→ Task description: Rewrite every one of the items below with "photo" switched to "image" and nothing else altered, leaving the pictures out of your answer.

→ Data for this task:
- - - - - - -
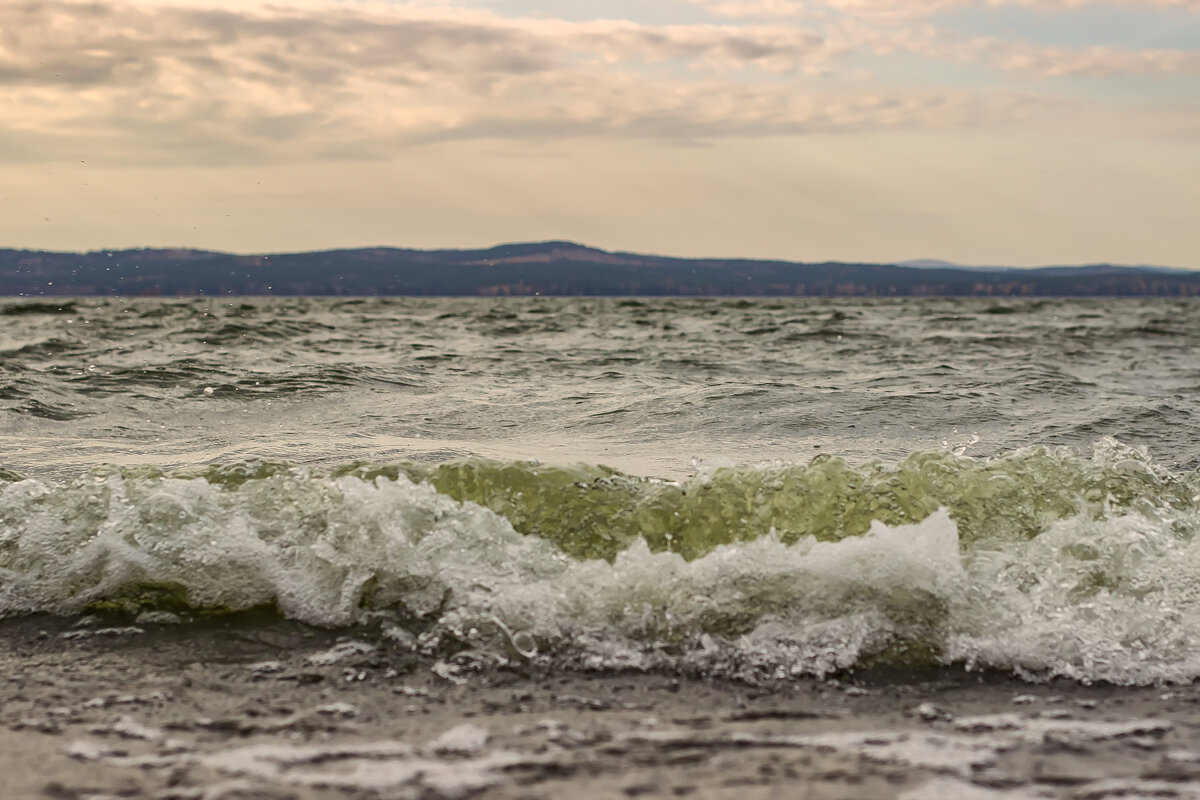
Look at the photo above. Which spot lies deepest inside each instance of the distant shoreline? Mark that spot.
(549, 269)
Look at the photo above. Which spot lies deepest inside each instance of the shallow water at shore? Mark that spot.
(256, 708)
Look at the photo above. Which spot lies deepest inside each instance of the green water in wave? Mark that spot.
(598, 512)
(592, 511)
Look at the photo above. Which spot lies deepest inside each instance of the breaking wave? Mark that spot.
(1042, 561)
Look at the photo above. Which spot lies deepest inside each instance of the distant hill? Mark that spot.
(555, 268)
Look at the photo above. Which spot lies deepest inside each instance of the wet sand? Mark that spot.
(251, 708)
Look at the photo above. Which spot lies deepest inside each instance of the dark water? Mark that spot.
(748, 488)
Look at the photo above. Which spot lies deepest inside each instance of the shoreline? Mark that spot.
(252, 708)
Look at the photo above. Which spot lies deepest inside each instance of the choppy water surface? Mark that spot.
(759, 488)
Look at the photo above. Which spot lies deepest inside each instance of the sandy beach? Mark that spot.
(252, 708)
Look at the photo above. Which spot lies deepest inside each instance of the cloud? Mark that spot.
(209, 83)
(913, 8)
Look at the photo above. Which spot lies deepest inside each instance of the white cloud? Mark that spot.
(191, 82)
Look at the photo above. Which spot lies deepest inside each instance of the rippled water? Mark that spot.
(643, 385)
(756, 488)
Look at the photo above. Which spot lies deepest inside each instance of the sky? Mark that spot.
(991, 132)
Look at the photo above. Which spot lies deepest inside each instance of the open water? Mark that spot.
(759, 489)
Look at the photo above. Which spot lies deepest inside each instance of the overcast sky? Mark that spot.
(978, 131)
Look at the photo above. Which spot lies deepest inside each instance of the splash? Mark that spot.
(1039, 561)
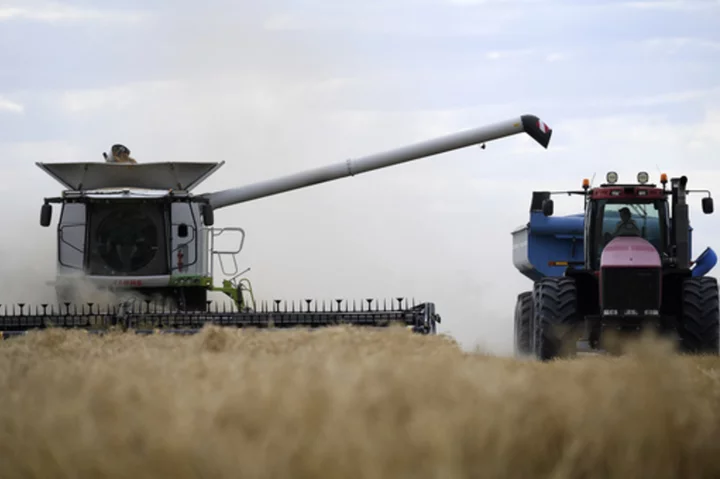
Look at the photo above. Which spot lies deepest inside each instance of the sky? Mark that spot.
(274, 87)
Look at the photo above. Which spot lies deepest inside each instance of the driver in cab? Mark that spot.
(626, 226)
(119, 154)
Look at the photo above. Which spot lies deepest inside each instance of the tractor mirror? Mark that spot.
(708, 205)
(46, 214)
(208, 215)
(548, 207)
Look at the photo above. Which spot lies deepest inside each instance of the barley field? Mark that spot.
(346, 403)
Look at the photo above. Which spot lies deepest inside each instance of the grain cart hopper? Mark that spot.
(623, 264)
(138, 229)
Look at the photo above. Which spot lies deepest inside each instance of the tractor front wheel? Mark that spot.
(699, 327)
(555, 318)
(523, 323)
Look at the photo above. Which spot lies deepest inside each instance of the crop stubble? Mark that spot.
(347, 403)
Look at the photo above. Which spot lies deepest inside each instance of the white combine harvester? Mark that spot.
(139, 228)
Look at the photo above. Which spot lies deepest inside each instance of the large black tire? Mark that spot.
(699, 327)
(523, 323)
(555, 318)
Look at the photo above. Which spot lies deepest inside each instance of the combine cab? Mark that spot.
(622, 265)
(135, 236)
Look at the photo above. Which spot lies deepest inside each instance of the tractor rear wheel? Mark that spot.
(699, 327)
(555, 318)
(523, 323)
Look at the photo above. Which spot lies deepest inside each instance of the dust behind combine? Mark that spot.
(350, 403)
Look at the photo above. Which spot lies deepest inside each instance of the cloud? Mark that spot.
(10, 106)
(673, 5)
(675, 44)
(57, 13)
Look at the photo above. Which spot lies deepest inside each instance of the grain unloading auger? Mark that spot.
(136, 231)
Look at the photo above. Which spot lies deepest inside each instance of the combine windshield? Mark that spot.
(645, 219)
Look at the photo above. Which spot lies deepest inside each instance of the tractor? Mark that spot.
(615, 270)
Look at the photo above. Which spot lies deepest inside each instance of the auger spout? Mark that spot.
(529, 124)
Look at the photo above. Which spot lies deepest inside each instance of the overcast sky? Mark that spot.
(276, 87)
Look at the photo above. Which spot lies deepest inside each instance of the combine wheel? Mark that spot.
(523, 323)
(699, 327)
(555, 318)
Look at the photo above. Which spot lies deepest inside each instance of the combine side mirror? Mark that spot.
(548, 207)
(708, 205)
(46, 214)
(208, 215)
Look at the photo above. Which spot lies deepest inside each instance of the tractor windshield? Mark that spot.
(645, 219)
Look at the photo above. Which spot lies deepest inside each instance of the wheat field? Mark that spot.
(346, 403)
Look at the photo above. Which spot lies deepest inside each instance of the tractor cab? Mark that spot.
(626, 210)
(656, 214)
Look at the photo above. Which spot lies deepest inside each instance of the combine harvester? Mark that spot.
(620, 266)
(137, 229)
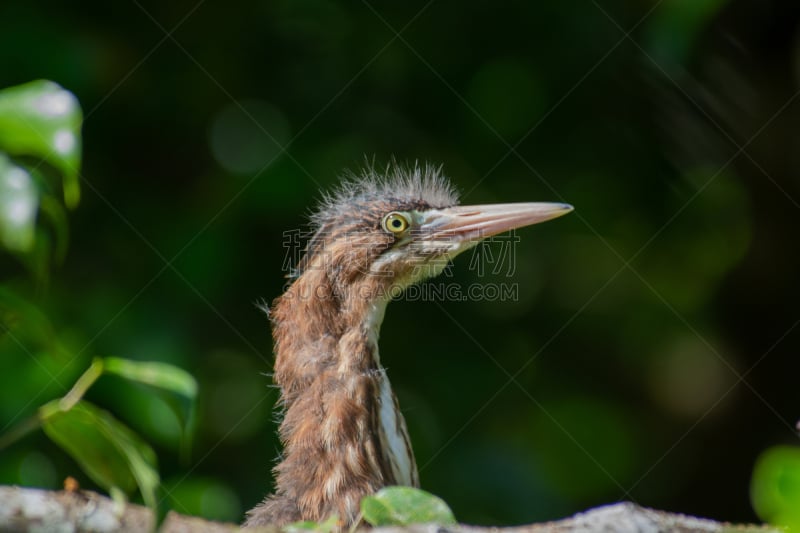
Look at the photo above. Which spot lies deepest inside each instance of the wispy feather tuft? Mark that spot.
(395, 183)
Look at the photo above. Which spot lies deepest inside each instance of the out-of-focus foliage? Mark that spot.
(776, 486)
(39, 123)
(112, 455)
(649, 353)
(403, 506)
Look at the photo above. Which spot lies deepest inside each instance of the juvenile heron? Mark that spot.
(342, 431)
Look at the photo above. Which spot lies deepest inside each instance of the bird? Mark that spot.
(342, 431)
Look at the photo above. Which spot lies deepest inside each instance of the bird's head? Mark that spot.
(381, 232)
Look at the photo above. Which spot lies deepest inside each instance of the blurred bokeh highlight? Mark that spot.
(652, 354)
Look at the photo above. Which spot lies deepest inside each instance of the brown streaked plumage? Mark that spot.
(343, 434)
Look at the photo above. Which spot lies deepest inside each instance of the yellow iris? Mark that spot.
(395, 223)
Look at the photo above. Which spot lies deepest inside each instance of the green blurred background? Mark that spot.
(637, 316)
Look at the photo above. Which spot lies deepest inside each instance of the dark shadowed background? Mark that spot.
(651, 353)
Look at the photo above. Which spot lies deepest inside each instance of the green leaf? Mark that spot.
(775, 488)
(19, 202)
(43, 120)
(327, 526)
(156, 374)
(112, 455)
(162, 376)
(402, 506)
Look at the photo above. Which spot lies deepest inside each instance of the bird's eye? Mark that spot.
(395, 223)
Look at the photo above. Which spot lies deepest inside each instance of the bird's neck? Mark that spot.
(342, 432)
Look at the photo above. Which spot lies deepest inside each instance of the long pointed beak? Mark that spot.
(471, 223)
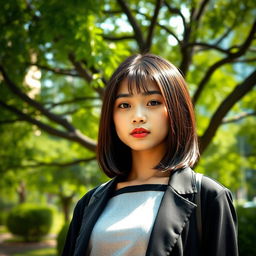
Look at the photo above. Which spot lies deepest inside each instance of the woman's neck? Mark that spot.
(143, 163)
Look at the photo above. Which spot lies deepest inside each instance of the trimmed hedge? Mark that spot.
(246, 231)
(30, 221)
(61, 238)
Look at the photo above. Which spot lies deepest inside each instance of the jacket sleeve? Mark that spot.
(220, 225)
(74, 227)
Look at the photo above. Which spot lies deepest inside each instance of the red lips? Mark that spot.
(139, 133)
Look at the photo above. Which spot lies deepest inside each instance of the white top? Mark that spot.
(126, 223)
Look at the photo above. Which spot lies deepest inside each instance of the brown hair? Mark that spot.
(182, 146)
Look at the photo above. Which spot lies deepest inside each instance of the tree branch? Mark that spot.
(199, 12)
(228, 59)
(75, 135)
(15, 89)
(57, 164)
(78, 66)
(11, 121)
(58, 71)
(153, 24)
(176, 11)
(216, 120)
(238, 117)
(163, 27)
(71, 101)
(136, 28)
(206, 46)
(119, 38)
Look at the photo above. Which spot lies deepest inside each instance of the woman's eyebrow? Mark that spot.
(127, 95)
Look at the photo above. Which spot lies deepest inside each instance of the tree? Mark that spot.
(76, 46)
- - - - - - -
→ Complete response:
Look at the image above. Which spot lies deepest inside each instance of the distant shoreline? Mark that spot.
(549, 269)
Look at the image above. Which spot lies deepest inside each instance of the shallow water at shore? Mark that spot.
(256, 708)
Look at the image above. Which spot lies deepest inside each instance of the green water in wave? Mark that spot.
(598, 512)
(592, 511)
Look at the image above. Which spot lies deepest inside each instance of the breaking wave? Mark that spot.
(1042, 561)
Look at the image above. Which spot lies deepest inside each instance of the distant hill? Mark that spot.
(555, 268)
Look at the image above. Which spot lies deepest inside each instance of the wet sand? Mark that spot.
(251, 708)
Look at the image above. Which spot lies deepest inside each instance of the dark water? Mark that spot.
(748, 488)
Look at the image above. Which spot lies deepest inside each instance of the shoreline? Mark that spot.
(252, 708)
Look at the image above. Which spot lies deepest inside each instance of the choppy water surface? Mark that spot.
(759, 488)
Look at the image above. Which spot lies deepest inside each instance of the sandy beach? Mark that spot.
(252, 708)
Look at the image above. Which spot lies deepest inside each instance of the cloud? Mark that spot.
(209, 83)
(913, 8)
Look at the image above. Which spot lies deepest inside each instance of the white cloud? Mark that spot.
(191, 82)
Look at the image above. Which spot lies deepest inside each instance of the rippled water? Mark that spot.
(643, 385)
(756, 488)
Look at the image above. Which spot lies deepest inside each instance of the sky? Mark that spot.
(991, 132)
Look at the image above. Which spot lies deepest inside each instance of the open water? Mark that spot.
(759, 489)
Look at the image above. Which spot lies deepest inside each instance of the overcast sky? Mark that spot.
(978, 131)
Look at the image above. Which spot lies deepest inside each instance of the splash? Mark that spot.
(1039, 561)
Look at the image above. Which spot lies deepest inside each instance of the sky? Mark that spot.
(274, 87)
Look at the image above. Which spot lies deepest inside each instance of the driver in cab? Mark that spot.
(626, 226)
(119, 154)
Look at the image above. Which spot lies deepest inside each instance of the tractor mirror? Mark that spot.
(708, 205)
(46, 214)
(208, 215)
(548, 207)
Look at the image above. Which spot lies deepest inside each instance of the barley field? Mark that spot.
(346, 403)
Look at the image above. Which spot lies deepest inside each instance of the grain cart hopper? Mark that spot.
(623, 264)
(138, 229)
Look at the image above. Which spot lies deepest inside each instance of the tractor front wheel? Mark that spot.
(699, 327)
(555, 318)
(523, 323)
Look at the image above. Which spot lies deepest inside each instance of the crop stubble? Mark that spot.
(347, 403)
Look at the image above. Which spot lies deepest inside each instance of the white combine harvester? Mark that spot.
(139, 228)
Look at the image above. Which spot lies deepest inside each instance of the large black tire? Mark that spot.
(699, 327)
(523, 323)
(555, 318)
Look at the image above. Which spot lies deepest inside each instance of the combine cab? Mark that spot.
(622, 265)
(135, 236)
Look at the image above. Which spot lies deepest inside each instance of the tractor rear wheel? Mark that spot.
(699, 327)
(555, 318)
(523, 323)
Look at the image above. Which spot lies deepest inside each instance of the dust behind combine? Mark that spot.
(350, 403)
Look at the image above. Which spot lies deepest inside each instance of the cloud? Mark that spot.
(10, 106)
(673, 5)
(675, 44)
(57, 13)
Look at the image above. Which spot lies deepest inside each instance of the grain unloading auger? Mark that spot.
(136, 231)
Look at the image above. Which spot lies deepest inside each instance of the combine windshield? Mark that spot.
(645, 219)
Look at the image above. Which spot lies deepest inside each instance of the tractor? Mark that spot.
(615, 270)
Look at the image above. Which spot lies deepest inside each instance of the auger spout? Mark that spot.
(529, 124)
Look at the image above. Which spot lies deepest inside each instance of the overcast sky? Mark that spot.
(276, 87)
Look at the image above. Which spot lies deepest inside each instance of the combine wheel? Mark that spot.
(523, 323)
(699, 327)
(555, 318)
Look at the image above. Which spot lies deepest inside each instance of the combine side mirror? Mark that spot.
(548, 207)
(708, 205)
(46, 214)
(208, 215)
Look at the image above. Which spot lies deepest inside each instance of the tractor windshield? Mark that spot.
(645, 219)
Look at the image above. Which spot lies deepest inside each instance of the wheat field? Mark that spot.
(346, 403)
Look at the image above. Which spot lies deepest inside each instance of the tractor cab? Mark that spot.
(626, 210)
(656, 214)
Look at the image above. Which spot lies deepest inside each instance of the combine harvester? Mark that spot.
(620, 266)
(137, 229)
Look at the image above. Which spot lies deepest inside each instance of the wispy feather tuft? Mark that spot.
(395, 183)
Look at the image above. Which spot lies deepest inside each instance of the out-of-focus foliage? Mark that spot.
(776, 486)
(39, 123)
(112, 455)
(649, 353)
(403, 506)
Look at the image above. Which spot lies deepest inside each instance of the juvenile heron? Mark that spot.
(342, 431)
Look at the image above. Which spot lies deepest inside each instance of the bird? Mark that spot.
(342, 431)
Look at the image above. Which spot lies deepest inside each instance of the bird's head? Mark that spot.
(381, 232)
Look at the image above. Which spot lies deepest inside each instance of the blurred bokeh highlight? Mark that spot.
(652, 354)
Look at the image above. Which spot lies deepest inside each instance of the brown streaked plumage? Mark that spot.
(343, 434)
Look at the image above. Which spot lies deepest inside each instance of the yellow iris? Mark that spot.
(395, 223)
Look at the image above. Which spot lies deepest inside each instance of the green blurred background? Mark that spot.
(637, 316)
Look at the image above. Which spot lies deepest inside each instance of the dark shadowed background? Mark that spot.
(651, 353)
Look at the image above. Which spot lies deepest inside each instance of the green leaf? Mark that spot.
(775, 488)
(19, 202)
(43, 120)
(327, 526)
(156, 374)
(112, 455)
(162, 376)
(402, 506)
Look at the image above. Which spot lies deepest inside each instance of the bird's eye? Mark that spot.
(395, 223)
Look at the image above. Which spot lies deepest inside each instance of the bird's neck? Mark that spot.
(342, 432)
Look at the image above. Which spot lies deepest inside each instance of the long pointed beak? Mark that spot.
(471, 223)
Look at the image above. Which spot lies deepest inside each instance of the woman's neck? Mark that spot.
(143, 163)
Look at the image above. Which spot lies deepest inside each instance of the trimmed hedge? Mark that spot.
(246, 231)
(30, 221)
(61, 238)
Look at the image above. Which spot lies deepest inside each instance of the jacket sleeve? Mark that spot.
(220, 225)
(74, 227)
Look at the image above. Which spot lies deepest inside each instance of the red lips? Mark that spot.
(139, 133)
Look at the image above. Which spot lies deepest inside each instance of the white top? Mark that spot.
(126, 223)
Look at the image above. Which spot lies deepest inside each instance of the brown hair? Mark that spot.
(182, 146)
Look at the image above. Which spot lies deepest inside each instance of the tree branch? Mark that spot.
(199, 12)
(228, 59)
(75, 135)
(15, 89)
(57, 164)
(78, 66)
(11, 121)
(58, 71)
(153, 24)
(176, 11)
(216, 120)
(238, 117)
(163, 27)
(71, 101)
(136, 28)
(206, 46)
(119, 38)
Look at the image above. Which spot lies deepest inside each instance of the woman's eyebrow? Mark that spot.
(127, 95)
Look at the image above. Which spot lies deepest inside each instance of the tree? Mark that spot.
(76, 46)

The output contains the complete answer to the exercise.